EXERCISE GOAL:
Please return every line of the data below as a JSON list of strings, one string per line, leaving out blank lines.

MATERIAL FOR THE TASK:
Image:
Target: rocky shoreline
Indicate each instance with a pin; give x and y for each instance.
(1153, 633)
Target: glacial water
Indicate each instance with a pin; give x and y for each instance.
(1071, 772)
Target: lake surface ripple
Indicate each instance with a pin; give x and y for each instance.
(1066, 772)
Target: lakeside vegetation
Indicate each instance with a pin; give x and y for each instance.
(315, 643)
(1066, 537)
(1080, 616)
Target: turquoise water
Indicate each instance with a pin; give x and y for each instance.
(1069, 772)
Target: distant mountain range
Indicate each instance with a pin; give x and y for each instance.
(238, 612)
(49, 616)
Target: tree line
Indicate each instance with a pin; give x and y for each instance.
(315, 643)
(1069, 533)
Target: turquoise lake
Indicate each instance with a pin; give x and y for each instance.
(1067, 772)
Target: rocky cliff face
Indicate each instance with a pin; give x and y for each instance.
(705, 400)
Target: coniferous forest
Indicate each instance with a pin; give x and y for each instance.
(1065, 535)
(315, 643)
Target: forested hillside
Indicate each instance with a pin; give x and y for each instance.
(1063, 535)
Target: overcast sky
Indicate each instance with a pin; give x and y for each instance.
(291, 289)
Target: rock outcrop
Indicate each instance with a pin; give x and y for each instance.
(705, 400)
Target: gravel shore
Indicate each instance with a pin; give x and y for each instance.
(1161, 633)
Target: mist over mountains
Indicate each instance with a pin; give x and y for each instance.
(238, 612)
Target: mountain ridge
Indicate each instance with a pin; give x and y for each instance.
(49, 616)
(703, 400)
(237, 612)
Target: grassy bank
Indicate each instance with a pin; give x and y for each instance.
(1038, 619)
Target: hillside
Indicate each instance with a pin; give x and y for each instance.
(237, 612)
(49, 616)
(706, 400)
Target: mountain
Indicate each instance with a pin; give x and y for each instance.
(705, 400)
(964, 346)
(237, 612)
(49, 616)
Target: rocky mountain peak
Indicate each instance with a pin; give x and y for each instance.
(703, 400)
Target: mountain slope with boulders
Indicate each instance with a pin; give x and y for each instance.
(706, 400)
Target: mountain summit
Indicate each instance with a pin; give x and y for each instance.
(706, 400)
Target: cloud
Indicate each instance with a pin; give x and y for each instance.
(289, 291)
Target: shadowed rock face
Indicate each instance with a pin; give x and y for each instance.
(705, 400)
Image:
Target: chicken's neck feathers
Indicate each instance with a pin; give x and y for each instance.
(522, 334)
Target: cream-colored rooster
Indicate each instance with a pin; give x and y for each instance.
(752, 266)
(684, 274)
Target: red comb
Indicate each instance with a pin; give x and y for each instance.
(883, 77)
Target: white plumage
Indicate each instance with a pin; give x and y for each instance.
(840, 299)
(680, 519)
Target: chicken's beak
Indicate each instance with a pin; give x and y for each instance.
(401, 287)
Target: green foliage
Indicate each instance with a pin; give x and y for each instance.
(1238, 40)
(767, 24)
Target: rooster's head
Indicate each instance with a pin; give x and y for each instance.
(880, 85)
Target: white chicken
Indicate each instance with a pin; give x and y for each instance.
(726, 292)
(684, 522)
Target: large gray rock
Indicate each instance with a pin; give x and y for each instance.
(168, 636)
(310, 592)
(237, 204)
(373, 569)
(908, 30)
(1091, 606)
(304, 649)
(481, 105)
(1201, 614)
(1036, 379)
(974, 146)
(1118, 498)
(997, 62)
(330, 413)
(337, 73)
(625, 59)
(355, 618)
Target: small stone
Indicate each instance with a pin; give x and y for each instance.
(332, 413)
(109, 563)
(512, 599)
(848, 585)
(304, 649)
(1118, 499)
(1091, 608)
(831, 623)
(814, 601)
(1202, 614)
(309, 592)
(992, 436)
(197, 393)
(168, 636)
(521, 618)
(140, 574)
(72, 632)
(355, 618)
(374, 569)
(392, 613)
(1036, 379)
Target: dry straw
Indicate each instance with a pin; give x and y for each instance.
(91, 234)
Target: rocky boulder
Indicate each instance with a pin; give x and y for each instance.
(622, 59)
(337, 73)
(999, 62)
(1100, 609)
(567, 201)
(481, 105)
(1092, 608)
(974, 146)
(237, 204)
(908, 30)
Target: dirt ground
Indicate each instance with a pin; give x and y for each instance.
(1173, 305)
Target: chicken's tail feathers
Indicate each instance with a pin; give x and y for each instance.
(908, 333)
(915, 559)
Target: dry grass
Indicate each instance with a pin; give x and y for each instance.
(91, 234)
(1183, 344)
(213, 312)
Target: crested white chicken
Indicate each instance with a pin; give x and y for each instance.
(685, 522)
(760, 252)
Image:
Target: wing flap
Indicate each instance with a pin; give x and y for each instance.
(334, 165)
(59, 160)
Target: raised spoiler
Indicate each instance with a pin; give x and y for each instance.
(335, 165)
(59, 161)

RESULT OF THIS TASK:
[
  "Image:",
  "Target: rocky shoreline",
  "Indicate each instance with a pin; give x and y for each instance.",
  "(1153, 633)",
  "Target: glacial water",
  "Indicate each instance with a pin; give x and y for each instance.",
  "(1071, 772)",
  "Target: lake surface ripple",
  "Indicate each instance with a pin; give x and y for each instance.",
  "(1066, 772)",
  "Target: lakeside vegetation",
  "Indicate each instance with a pin; give x and y for each instance.",
  "(315, 643)",
  "(1066, 537)",
  "(1080, 616)",
  "Target: turquoise water",
  "Indicate each instance with a pin; give x and y for each instance.",
  "(1069, 772)",
  "Target: distant mountain range",
  "Indicate each instance with a pin; give x and y for each instance.",
  "(238, 612)",
  "(49, 616)",
  "Target: tree line",
  "Indicate each instance with a pin; give x and y for each instance.",
  "(315, 643)",
  "(1069, 533)",
  "Target: turquoise lake",
  "Indicate each instance with a pin; give x and y for each instance.",
  "(1067, 772)",
  "Target: rocky cliff face",
  "Indicate each instance with a pin; give x and y for each instance.",
  "(705, 400)",
  "Target: coniferous forest",
  "Indicate each instance with a pin; give x and y for each instance.",
  "(1065, 535)",
  "(315, 643)",
  "Target: forested hillside",
  "Indicate each instance with a pin; give x and y for each instance.",
  "(1063, 535)",
  "Target: overcast sky",
  "Indicate each instance with a pin; give x and y for each instance.",
  "(291, 289)",
  "Target: rock outcrop",
  "Indicate each instance with a pin; give x and y for each instance.",
  "(705, 400)",
  "Target: gravel shore",
  "Indicate each instance with a pin; give x and y for each instance.",
  "(1161, 633)",
  "Target: mist over mountains",
  "Indicate each instance with a pin; give x and y for each instance.",
  "(238, 612)",
  "Target: mountain ridge",
  "Indicate each instance with a pin; give x and y for each instance.",
  "(49, 616)",
  "(703, 400)",
  "(237, 612)",
  "Target: grassy bank",
  "Indicate each instance with a pin; give x and y for each instance.",
  "(1038, 619)",
  "Target: hillside",
  "Indicate each instance with a pin; give x and y for each instance.",
  "(237, 612)",
  "(49, 616)",
  "(706, 400)",
  "Target: mountain",
  "Indicate each instance with a pin; give x and y for each instance.",
  "(705, 400)",
  "(964, 346)",
  "(237, 612)",
  "(49, 616)",
  "Target: rocky mountain peak",
  "Indicate each instance with a pin; give x and y for each instance.",
  "(703, 400)",
  "Target: mountain slope with boulders",
  "Indicate each instance with a pin; give x and y for each instance.",
  "(706, 400)",
  "Target: mountain summit",
  "Indicate each instance with a pin; give x and y for each instance.",
  "(706, 400)",
  "Target: cloud",
  "Indicate each instance with a pin; give x and y for each instance.",
  "(289, 291)",
  "Target: shadowed rock face",
  "Indicate each instance with a pin; give x and y for each instance.",
  "(705, 400)",
  "Image:",
  "Target: chicken's neck feathers",
  "Indicate each instance with a pin; give x and y for each instance.",
  "(522, 334)",
  "Target: cream-colored rooster",
  "Indicate each instance with a pin; give x and y for each instance.",
  "(752, 266)",
  "(684, 274)",
  "Target: red comb",
  "Indicate each instance with a pin; give x and y for each instance.",
  "(883, 77)",
  "Target: white plumage",
  "Indicate each instance with a pin; give x and y for each instance.",
  "(840, 299)",
  "(680, 519)",
  "Target: chicken's beak",
  "Indicate each instance with a pin; give x and y for each instance.",
  "(401, 287)",
  "Target: green foliage",
  "Indicate each instance with a pin; give x and y for each instance.",
  "(1238, 40)",
  "(767, 24)",
  "Target: rooster's head",
  "Indicate each instance with a pin; give x and y for each instance.",
  "(880, 85)",
  "Target: white chicken",
  "Indicate each instance with a pin; give x and y for each instance.",
  "(726, 292)",
  "(684, 522)",
  "Target: large gray rock",
  "Indicate each instance with a pin; give x and y for each instance.",
  "(168, 636)",
  "(310, 592)",
  "(237, 204)",
  "(373, 569)",
  "(908, 30)",
  "(1091, 606)",
  "(304, 649)",
  "(481, 105)",
  "(1201, 614)",
  "(1036, 379)",
  "(974, 146)",
  "(1118, 498)",
  "(997, 62)",
  "(330, 413)",
  "(337, 73)",
  "(625, 59)",
  "(355, 618)",
  "Target: small stone",
  "Indicate each instance with a pin; give x and y for each instance.",
  "(332, 413)",
  "(109, 563)",
  "(512, 599)",
  "(848, 585)",
  "(304, 649)",
  "(1118, 499)",
  "(1091, 608)",
  "(831, 623)",
  "(814, 601)",
  "(1202, 614)",
  "(309, 592)",
  "(992, 436)",
  "(197, 393)",
  "(168, 636)",
  "(521, 618)",
  "(140, 574)",
  "(72, 632)",
  "(355, 618)",
  "(374, 569)",
  "(392, 613)",
  "(1036, 379)",
  "Target: dry straw",
  "Indicate each instance with a pin; give x and y for each instance.",
  "(91, 234)",
  "Target: rocky boulder",
  "Indicate each instance with a pin; give x and y for each instance.",
  "(622, 59)",
  "(337, 73)",
  "(999, 62)",
  "(1100, 609)",
  "(567, 201)",
  "(481, 105)",
  "(1092, 608)",
  "(974, 146)",
  "(237, 204)",
  "(908, 30)",
  "Target: dirt ground",
  "Indicate each instance with a pin; give x and y for each instance.",
  "(1173, 305)",
  "Target: chicken's tail feathers",
  "Indicate each instance with a pin; give x and y for each instance.",
  "(908, 333)",
  "(915, 559)",
  "Target: dry grass",
  "Indicate each instance with a pin; give x and y for each instance.",
  "(91, 234)",
  "(1183, 344)",
  "(213, 312)",
  "Target: crested white chicken",
  "Indicate each instance with a pin; give x and y for each instance.",
  "(685, 522)",
  "(760, 252)",
  "Image:",
  "Target: wing flap",
  "Indicate each instance with a pin; give x and y for each instance.",
  "(334, 165)",
  "(59, 160)",
  "Target: raised spoiler",
  "Indicate each instance with a pin; give x and y for each instance.",
  "(335, 165)",
  "(59, 161)"
]